Tally the lines in the listing below that contain the string "trim", matching case exactly. Reply with the number alone.

### Records provided
Start

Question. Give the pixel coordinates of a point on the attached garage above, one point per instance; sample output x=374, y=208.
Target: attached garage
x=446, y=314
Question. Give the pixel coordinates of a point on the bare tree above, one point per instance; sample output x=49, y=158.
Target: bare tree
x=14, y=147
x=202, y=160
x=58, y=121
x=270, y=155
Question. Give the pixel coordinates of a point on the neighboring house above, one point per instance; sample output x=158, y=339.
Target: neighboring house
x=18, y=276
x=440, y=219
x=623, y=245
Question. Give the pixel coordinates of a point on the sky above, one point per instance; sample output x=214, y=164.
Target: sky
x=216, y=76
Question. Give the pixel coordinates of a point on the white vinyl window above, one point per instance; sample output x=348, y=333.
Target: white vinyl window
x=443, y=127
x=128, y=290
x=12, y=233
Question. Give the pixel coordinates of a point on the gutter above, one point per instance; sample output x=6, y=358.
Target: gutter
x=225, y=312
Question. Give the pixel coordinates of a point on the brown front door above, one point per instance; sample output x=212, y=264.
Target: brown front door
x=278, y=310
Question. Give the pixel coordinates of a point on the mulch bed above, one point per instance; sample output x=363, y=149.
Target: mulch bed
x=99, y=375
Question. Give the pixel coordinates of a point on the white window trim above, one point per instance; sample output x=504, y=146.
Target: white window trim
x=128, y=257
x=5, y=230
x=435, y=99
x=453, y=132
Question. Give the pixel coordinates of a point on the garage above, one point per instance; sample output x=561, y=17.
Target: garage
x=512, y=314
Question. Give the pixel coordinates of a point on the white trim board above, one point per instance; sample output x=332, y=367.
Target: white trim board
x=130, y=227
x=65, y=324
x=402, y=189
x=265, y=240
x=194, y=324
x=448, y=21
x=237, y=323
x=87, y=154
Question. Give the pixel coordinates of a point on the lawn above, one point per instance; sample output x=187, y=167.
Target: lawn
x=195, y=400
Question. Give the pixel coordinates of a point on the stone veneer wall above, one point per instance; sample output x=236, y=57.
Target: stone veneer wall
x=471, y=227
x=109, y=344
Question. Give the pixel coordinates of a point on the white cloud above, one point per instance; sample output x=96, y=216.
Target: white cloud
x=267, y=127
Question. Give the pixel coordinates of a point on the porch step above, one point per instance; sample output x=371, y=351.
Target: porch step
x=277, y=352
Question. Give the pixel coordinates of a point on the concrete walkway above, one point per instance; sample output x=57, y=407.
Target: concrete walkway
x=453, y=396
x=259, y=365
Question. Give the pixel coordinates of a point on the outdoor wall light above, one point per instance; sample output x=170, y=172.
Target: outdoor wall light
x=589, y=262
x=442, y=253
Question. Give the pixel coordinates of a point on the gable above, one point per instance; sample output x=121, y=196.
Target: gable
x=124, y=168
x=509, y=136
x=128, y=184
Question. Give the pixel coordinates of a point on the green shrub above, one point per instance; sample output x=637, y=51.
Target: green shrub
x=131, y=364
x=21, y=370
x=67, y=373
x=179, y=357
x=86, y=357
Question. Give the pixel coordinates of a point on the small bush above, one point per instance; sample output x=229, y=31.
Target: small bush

End
Start

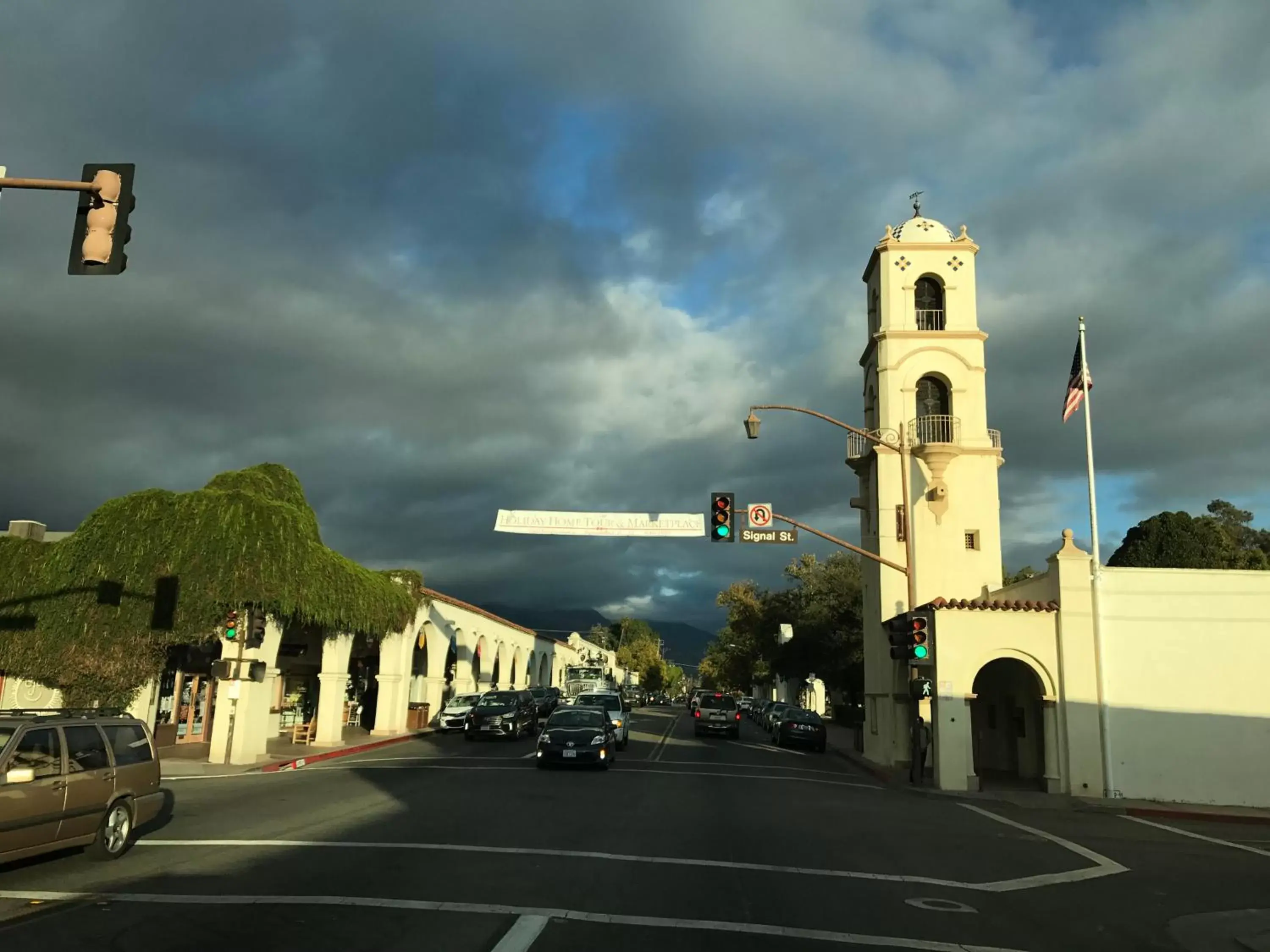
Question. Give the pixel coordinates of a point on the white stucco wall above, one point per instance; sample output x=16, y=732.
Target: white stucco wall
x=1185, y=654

End

### Response to this task
4